Extracted records:
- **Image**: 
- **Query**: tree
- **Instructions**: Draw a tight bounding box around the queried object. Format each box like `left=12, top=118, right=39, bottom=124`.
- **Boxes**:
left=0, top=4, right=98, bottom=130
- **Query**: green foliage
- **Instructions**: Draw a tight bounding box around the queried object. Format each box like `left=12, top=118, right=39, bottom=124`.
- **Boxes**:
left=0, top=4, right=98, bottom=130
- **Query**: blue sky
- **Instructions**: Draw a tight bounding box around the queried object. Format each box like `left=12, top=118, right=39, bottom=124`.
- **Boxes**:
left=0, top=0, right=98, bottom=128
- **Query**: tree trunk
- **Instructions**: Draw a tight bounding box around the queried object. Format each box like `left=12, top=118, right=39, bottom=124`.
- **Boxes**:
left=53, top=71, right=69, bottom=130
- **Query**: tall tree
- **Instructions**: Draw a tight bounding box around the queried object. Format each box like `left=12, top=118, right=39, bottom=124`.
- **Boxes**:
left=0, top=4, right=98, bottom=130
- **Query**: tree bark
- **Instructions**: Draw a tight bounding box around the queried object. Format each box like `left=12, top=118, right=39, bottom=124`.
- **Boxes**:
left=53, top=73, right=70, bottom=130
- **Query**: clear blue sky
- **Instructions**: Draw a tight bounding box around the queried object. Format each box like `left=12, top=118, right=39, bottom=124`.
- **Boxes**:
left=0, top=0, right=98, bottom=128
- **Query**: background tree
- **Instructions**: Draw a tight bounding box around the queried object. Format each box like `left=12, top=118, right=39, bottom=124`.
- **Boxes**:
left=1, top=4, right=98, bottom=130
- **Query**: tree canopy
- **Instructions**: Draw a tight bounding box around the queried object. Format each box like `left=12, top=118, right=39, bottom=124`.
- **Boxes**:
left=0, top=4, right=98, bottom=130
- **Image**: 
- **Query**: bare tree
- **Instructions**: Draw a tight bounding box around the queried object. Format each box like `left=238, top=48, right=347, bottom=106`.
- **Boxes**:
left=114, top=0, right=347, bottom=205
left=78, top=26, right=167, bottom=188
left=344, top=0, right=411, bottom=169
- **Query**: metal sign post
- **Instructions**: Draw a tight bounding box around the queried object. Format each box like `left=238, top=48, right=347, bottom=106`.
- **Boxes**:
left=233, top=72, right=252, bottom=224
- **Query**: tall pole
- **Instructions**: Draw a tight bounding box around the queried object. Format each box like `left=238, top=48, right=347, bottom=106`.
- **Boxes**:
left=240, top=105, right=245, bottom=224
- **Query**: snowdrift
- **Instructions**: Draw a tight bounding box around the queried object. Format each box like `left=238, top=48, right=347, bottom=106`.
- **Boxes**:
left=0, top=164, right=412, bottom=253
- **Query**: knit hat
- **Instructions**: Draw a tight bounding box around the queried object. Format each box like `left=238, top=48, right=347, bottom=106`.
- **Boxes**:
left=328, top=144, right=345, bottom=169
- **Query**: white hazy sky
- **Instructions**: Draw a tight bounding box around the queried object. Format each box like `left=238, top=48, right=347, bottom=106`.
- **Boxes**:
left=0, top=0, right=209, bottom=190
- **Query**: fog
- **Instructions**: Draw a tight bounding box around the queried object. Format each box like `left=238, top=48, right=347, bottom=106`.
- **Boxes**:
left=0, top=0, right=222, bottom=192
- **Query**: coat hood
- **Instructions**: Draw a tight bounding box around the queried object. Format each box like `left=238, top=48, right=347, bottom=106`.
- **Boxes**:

Description of the task – Reproduce the material from the line that contains "- **Query**: tree trunk" through the line that contains "left=53, top=73, right=70, bottom=130", keeping every line in that span. Add 7 to each coordinate value in the answers, and leave all else unchanged.

The output –
- **Query**: tree trunk
- **Instructions**: Draw a tight bounding box around the queried object. Format each box like `left=12, top=118, right=39, bottom=124`.
- **Boxes**:
left=60, top=78, right=76, bottom=137
- **Query**: tall tree
- **Instructions**: Draw a tight bounding box around the queried object. Format each box like `left=12, top=118, right=39, bottom=124`.
- **Boxes**:
left=7, top=11, right=105, bottom=137
- **Query**: tree bark
- **Instructions**: Draw a tight bounding box around the queried object. Format each box like `left=12, top=118, right=39, bottom=124`.
- **Boxes**:
left=60, top=80, right=77, bottom=137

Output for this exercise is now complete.